Look for the line that has "positive clicks: (11, 396)" in the material below; please repeat it and every line after it, exactly, up to and including the line that has "box: [0, 333, 502, 598]", and nothing else.
++++++++++
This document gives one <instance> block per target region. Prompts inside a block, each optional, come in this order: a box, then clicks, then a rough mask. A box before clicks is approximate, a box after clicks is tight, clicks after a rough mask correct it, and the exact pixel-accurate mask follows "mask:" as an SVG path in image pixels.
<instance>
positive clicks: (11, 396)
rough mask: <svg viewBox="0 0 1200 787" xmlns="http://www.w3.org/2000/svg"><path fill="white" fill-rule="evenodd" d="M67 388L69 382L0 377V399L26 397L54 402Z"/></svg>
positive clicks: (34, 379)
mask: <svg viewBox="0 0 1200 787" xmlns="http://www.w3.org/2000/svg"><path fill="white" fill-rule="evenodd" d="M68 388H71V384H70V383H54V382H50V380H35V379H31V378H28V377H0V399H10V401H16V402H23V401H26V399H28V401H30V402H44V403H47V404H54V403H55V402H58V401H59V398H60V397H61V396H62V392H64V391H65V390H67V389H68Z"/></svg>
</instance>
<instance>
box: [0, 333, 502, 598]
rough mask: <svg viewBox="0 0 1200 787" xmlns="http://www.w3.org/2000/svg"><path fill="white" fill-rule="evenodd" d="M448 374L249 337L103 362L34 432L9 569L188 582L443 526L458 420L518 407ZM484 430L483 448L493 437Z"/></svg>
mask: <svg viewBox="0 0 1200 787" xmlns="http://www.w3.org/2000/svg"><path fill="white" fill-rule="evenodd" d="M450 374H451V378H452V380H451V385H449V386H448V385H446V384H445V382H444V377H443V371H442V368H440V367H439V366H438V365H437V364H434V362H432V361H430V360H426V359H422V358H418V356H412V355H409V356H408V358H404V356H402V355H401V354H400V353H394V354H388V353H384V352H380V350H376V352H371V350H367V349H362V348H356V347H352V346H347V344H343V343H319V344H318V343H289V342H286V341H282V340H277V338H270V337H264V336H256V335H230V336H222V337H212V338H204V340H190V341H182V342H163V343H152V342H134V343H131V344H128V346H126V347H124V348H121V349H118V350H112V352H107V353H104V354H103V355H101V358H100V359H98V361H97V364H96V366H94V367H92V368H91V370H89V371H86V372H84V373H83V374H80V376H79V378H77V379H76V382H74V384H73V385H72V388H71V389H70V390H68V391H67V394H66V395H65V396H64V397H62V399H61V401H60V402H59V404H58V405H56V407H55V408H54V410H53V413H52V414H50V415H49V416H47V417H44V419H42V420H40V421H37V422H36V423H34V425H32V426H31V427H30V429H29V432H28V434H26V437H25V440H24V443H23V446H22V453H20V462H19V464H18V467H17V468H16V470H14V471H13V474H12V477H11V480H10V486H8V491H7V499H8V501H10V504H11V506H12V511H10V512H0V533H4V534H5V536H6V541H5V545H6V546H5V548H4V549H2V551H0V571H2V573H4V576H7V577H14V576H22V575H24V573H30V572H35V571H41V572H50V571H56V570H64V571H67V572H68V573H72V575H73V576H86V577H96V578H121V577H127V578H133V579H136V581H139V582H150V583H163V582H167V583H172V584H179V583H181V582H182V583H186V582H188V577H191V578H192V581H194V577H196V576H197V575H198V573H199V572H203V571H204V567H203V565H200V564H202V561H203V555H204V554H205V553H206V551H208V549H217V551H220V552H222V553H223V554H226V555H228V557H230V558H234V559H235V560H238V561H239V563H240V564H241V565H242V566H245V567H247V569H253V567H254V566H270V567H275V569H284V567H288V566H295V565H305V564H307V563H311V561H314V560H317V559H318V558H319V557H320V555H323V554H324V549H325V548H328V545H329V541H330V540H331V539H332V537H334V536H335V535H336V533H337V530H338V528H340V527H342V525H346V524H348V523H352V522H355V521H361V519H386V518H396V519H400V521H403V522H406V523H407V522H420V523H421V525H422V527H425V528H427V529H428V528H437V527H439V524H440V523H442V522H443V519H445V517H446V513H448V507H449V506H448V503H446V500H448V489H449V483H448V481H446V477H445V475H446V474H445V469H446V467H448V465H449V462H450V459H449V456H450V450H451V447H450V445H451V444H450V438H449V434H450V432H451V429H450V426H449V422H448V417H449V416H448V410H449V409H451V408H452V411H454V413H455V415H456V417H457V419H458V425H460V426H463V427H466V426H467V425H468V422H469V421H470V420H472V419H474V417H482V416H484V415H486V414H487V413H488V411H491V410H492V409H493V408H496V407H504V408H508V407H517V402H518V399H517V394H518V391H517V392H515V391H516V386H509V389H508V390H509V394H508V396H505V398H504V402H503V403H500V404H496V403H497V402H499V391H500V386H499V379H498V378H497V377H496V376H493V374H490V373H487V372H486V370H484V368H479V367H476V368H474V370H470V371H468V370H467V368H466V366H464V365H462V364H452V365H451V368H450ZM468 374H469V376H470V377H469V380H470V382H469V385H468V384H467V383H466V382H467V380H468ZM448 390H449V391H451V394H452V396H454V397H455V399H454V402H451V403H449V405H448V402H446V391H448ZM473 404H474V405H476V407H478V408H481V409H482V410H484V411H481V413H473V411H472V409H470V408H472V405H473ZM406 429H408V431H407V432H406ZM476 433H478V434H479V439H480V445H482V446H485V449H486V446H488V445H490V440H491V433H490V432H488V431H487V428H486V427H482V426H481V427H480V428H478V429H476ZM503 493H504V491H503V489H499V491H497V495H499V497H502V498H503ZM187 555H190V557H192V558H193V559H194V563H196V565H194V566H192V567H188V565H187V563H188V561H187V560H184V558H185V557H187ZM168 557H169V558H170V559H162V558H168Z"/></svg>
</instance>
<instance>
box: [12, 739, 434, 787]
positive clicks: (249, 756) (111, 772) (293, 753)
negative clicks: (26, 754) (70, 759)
++++++++++
■ Answer section ■
positive clicks: (11, 396)
rough mask: <svg viewBox="0 0 1200 787" xmlns="http://www.w3.org/2000/svg"><path fill="white" fill-rule="evenodd" d="M67 388L69 382L0 377V399L26 397L54 402Z"/></svg>
positive clicks: (34, 379)
mask: <svg viewBox="0 0 1200 787" xmlns="http://www.w3.org/2000/svg"><path fill="white" fill-rule="evenodd" d="M68 388H71V384H70V383H54V382H50V380H35V379H31V378H28V377H0V399H10V401H16V402H23V401H26V399H28V401H30V402H44V403H47V404H54V403H55V402H58V401H59V398H60V397H61V396H62V392H64V391H65V390H67V389H68Z"/></svg>
</instance>
<instance>
box: [0, 333, 502, 598]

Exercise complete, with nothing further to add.